# Instrucciones de trabajo
[1] Según el fragmento sobre Petrushka, ¿qué dos acordes superpone el acorde que Stravinsky creó para la marioneta?
[2] Reproduce el pasaje del fragmento sobre Petrushka que arranca con las palabras que contienen "La marioneta de" y concluye con "y la sostenido.", sustituyendo "personaje dual" por "personaje doble".

# Fragmento de origen
════════════════════

La doble vida de Petrushka

El piano estaba presente desde el origen. Igor Stravinsky contaba, en sus Crónicas, el nacimiento de Petrushka, su segunda obra para los Ballets Rusos de Diaghilev: «Tuve la visión neta de una marioneta repentinamente libre que, junto con lass cascadas de arpegios diabólicos del piano, exaspera la paciencia de la orquesta, que, a su vez, responde con fanfarrias amenazadoras. Pettrushka, el héroe desafortunado y eterno de todas las ferias y de todos los países. Eso era bueno, Había encontrado mi título».

La obra, con coreogrfía de Michel Fokine y Vaslav Nijinsky como protagonista, fue estrenada en el Théatre du Châtelet de París el 13 de junio de 1913. El libreto era del compositor, en colaboración con Alexandre (Aleksandr Nikolayevich) Benois, responsable además de la escenografía y el vestuario. Pintor e historiador del arte, Benois, un ruso de ascendencia francesa, había sido uno de los fundadores, junto con Diaghilev, del movimiento y la revista Mir iskusstva (El mundo del arte). Y había sido, también, quien le presentó a Fokine.

La marioneta de paja, sujeta por hilos y repentinamente desatada, libre y cautiva, jocosa y desesperadamente triste, era un personaje dual. Y Stravinsky creó para él un acorde que, en rigor, era la combinación de dos distintos y en tensión: do mayor y fa sostenido mayor. Al superponerse (do-mi-sol, por un lado; fa sostenido, la sostenido y do sostenido por el otro) producían dos intervalos de segunda menor –los que menos armónicos en común tienen y donde la tensión entre los sonidos no se puede resolver a favor de uno ni del otro–, entre do y do sostenido y entre fa sostenido y sol, más una segunda mayor, apenas menos tensa, entre mi y fa sostenido, una sexta aumentada, entre do y la sostenido (o una tercera disminuida, que en los hechos suena igual a una segunda mayor, entre la sostenido y do), y una segunda aumentada entre sol y la sostenido.

════════════════════

# Extractos de datos
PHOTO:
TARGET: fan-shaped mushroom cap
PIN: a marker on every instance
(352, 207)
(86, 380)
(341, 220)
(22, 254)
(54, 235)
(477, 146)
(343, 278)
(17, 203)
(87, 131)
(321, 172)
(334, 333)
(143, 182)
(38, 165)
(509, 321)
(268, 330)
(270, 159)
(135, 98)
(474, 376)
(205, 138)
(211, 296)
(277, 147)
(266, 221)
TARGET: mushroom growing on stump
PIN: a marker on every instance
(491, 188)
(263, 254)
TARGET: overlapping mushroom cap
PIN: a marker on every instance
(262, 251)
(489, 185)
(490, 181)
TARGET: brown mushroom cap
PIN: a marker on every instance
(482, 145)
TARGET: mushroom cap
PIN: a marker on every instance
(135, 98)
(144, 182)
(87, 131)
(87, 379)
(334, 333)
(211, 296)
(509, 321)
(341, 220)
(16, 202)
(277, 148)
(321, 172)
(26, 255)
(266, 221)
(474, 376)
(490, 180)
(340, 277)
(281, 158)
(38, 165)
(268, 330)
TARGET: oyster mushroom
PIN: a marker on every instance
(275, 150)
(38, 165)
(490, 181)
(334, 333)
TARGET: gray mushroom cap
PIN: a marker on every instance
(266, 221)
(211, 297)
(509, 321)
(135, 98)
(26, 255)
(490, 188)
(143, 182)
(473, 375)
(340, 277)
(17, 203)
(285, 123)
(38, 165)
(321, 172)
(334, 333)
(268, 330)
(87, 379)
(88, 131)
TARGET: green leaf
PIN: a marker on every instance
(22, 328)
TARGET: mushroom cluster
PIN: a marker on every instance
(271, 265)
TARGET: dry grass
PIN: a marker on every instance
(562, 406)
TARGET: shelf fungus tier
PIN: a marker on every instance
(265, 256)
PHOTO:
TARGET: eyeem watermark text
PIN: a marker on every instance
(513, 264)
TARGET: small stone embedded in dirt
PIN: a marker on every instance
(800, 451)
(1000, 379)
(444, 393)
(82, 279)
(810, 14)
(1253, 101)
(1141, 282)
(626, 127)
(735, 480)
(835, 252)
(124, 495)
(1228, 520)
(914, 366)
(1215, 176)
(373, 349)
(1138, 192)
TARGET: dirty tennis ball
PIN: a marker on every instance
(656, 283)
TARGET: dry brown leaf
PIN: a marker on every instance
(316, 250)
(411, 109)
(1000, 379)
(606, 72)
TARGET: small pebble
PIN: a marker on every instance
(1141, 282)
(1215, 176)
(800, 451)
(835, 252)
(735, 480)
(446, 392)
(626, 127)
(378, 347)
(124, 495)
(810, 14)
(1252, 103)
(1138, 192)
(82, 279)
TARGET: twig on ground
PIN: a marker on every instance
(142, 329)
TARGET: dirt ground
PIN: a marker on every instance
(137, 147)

════════════════════

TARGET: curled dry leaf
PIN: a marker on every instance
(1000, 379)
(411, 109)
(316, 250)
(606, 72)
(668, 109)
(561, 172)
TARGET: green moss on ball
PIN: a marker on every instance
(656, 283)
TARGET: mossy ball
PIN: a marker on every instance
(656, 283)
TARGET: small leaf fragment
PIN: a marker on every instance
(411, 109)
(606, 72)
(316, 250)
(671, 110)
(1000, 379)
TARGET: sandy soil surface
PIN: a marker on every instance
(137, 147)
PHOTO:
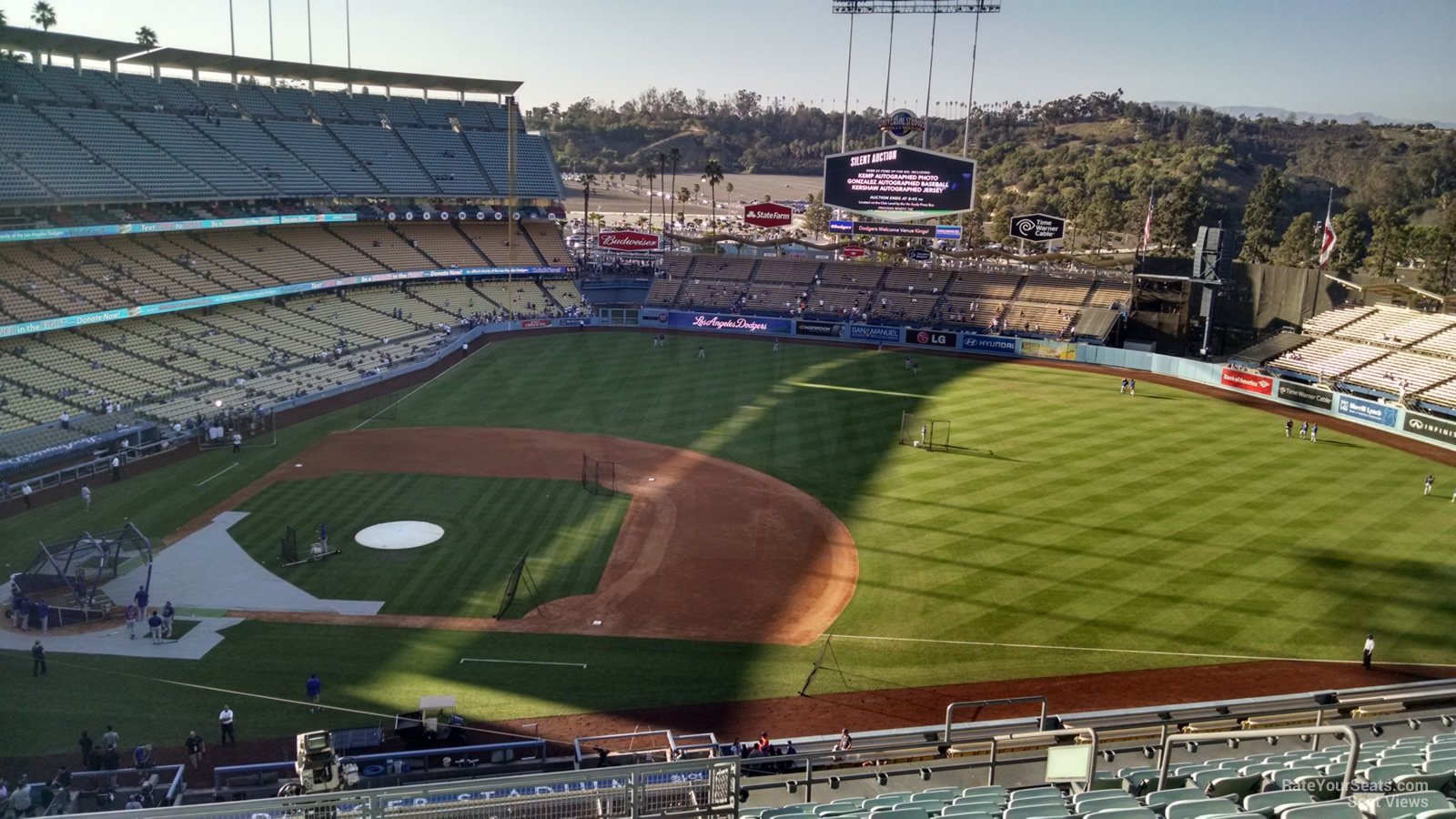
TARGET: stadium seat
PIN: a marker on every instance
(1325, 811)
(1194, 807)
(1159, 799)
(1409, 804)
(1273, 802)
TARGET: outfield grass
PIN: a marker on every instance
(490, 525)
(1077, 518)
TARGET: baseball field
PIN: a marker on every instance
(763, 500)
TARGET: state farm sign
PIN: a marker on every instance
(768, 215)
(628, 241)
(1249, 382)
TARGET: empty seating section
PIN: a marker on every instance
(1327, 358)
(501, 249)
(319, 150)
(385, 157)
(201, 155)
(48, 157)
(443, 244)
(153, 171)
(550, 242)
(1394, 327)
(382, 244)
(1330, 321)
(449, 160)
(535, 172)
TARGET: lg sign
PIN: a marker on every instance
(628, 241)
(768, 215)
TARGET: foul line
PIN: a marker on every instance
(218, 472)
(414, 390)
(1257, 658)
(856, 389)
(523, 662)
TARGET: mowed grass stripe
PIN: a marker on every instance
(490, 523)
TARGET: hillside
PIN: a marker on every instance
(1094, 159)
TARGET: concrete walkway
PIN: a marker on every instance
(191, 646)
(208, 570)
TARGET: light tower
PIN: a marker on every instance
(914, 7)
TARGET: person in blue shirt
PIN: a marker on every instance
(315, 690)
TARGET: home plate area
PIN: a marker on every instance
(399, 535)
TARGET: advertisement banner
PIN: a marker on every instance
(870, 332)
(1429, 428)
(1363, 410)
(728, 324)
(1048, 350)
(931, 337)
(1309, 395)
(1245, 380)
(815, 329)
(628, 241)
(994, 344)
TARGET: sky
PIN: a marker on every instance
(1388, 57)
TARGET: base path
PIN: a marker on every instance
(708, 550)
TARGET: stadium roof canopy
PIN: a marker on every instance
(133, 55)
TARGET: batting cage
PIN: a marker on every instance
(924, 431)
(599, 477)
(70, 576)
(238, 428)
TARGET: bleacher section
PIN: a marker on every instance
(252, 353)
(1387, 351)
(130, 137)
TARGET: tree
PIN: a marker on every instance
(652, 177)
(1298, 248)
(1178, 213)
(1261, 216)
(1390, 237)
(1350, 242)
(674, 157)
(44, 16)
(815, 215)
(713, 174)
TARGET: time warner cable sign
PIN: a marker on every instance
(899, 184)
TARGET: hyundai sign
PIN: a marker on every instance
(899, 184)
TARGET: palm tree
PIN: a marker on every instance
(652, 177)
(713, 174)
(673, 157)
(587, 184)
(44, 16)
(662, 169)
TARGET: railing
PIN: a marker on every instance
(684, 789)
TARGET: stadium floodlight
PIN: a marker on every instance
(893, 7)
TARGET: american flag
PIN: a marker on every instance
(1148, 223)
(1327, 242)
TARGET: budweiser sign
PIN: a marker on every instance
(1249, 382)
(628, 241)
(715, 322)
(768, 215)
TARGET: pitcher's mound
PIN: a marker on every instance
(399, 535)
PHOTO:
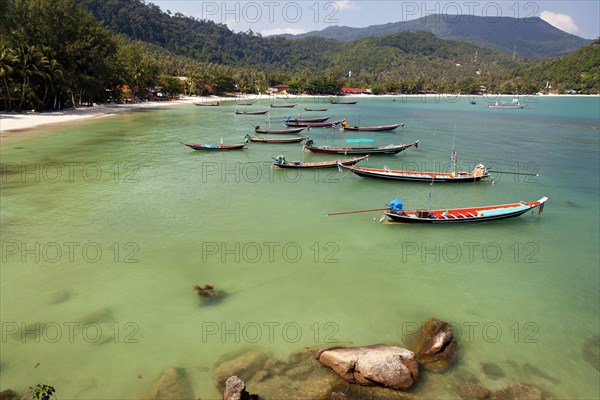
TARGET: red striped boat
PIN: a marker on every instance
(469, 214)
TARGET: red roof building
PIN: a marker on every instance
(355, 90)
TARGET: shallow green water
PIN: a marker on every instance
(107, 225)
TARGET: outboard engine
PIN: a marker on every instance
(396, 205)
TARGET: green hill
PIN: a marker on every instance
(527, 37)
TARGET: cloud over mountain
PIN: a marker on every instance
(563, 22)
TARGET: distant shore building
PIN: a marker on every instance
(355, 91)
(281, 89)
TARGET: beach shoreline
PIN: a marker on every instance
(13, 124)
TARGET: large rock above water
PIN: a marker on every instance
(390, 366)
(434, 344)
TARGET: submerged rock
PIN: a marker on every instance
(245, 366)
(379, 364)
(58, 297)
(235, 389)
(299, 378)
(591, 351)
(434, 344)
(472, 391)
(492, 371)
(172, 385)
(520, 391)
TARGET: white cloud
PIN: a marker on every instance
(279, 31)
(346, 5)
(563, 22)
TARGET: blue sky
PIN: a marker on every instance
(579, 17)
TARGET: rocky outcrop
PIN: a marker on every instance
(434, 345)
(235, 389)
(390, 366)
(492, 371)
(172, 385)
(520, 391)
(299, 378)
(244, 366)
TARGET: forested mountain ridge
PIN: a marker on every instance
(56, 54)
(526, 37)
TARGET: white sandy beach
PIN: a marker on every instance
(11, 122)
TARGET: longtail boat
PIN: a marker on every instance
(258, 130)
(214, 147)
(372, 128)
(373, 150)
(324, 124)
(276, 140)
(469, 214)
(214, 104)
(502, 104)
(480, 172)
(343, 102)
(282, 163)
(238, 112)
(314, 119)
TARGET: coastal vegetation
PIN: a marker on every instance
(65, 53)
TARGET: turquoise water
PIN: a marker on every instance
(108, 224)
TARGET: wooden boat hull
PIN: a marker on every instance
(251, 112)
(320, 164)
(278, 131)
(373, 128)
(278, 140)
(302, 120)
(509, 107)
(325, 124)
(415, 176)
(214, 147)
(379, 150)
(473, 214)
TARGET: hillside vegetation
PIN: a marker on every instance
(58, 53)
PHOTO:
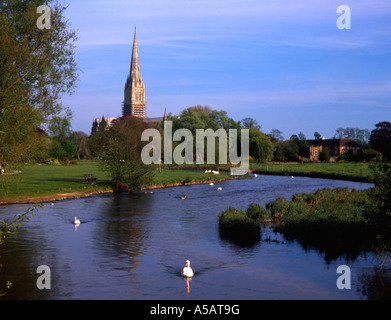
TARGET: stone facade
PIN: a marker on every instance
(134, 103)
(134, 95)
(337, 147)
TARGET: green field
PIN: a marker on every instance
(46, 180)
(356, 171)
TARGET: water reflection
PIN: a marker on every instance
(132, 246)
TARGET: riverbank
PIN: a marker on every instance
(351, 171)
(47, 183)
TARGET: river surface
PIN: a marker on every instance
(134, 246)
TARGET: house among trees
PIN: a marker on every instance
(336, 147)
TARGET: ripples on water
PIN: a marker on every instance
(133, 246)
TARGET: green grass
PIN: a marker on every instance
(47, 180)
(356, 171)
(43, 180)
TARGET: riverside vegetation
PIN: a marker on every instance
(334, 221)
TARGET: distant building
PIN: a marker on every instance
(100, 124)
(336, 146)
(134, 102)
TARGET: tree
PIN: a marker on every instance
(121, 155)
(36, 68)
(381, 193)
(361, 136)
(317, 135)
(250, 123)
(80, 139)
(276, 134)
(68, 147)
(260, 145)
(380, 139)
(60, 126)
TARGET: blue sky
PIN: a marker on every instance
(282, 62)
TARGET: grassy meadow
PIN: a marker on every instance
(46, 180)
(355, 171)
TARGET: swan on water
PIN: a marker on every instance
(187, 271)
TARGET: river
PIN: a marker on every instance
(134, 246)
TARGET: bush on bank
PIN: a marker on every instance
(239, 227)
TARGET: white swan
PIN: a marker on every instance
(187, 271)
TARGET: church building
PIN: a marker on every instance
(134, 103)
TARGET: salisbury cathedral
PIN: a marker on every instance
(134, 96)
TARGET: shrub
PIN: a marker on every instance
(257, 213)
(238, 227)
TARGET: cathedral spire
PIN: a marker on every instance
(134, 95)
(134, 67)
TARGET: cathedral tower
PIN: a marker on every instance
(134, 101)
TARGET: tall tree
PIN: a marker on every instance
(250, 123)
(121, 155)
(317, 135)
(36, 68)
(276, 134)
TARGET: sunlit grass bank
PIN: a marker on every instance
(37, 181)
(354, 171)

════════════════════

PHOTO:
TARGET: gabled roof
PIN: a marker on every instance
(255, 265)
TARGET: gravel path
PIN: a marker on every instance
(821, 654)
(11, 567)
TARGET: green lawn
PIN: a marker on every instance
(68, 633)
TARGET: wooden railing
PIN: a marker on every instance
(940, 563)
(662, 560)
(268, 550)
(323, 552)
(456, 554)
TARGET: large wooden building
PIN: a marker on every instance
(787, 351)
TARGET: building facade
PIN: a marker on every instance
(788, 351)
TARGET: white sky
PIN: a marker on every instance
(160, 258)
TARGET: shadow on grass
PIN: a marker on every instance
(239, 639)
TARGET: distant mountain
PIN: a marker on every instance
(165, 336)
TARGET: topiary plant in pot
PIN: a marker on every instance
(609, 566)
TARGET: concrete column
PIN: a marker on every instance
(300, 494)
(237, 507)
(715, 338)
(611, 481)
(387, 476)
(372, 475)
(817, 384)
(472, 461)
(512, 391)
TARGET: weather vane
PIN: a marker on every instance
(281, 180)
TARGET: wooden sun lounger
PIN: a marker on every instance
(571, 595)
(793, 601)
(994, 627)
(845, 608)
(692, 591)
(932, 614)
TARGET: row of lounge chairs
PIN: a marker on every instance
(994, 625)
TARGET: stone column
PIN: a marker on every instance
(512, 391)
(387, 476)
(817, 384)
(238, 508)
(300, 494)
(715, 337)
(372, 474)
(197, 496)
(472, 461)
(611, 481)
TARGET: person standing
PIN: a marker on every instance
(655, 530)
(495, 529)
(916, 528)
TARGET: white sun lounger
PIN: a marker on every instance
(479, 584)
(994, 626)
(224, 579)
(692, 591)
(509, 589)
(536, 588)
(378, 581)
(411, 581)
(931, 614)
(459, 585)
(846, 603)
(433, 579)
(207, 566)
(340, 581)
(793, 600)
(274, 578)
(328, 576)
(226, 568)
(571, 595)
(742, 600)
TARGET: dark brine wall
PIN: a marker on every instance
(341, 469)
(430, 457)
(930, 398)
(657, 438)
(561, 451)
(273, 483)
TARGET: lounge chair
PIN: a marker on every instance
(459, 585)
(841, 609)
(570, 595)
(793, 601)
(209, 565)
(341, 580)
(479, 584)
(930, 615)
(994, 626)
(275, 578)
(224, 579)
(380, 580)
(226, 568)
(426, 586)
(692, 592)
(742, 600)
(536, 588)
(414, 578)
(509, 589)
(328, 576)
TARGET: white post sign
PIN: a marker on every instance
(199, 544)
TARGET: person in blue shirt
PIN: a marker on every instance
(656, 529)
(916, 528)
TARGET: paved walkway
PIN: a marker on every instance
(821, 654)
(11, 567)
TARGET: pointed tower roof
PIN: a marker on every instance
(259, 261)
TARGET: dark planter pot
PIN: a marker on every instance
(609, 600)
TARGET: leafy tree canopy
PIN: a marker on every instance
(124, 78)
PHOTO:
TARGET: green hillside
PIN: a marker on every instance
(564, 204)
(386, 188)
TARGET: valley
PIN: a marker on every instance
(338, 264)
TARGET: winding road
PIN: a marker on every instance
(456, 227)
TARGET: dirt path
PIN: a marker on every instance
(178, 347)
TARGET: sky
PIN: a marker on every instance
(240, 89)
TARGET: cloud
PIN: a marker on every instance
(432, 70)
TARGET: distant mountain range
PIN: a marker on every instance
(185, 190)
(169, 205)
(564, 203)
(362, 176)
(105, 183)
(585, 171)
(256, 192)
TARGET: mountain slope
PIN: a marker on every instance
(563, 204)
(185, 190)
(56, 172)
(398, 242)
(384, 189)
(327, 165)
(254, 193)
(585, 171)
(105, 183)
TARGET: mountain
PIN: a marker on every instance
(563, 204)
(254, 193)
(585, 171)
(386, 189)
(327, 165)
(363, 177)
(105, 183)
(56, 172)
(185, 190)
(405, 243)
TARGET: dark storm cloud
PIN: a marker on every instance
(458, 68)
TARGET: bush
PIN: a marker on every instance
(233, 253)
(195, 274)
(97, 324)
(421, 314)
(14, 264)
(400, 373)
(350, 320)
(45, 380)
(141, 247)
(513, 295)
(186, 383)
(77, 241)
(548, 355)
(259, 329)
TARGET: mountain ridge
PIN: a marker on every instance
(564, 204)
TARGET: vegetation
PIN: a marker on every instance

════════════════════

# Problemas resueltos
[1] Do mayor y fa sostenido mayor.

[2]
La marioneta de paja, sujeta por hilos y repentinamente desatada, libre y cautiva, jocosa y desesperadamente triste, era un personaje doble. Y Stravinsky creó para él un acorde que, en rigor, era la combinación de dos distintos y en tensión: do mayor y fa sostenido mayor. Al superponerse (do-mi-sol, por un lado; fa sostenido, la sostenido y do sostenido por el otro) producían dos intervalos de segunda menor –los que menos armónicos en común tienen y donde la tensión entre los sonidos no se puede resolver a favor de uno ni del otro–, entre do y do sostenido y entre fa sostenido y sol, más una segunda mayor, apenas menos tensa, entre mi y fa sostenido, una sexta aumentada, entre do y la sostenido (o una tercera disminuida, que en los hechos suena igual a una segunda mayor, entre la sostenido y do), y una segunda aumentada entre sol y la sostenido.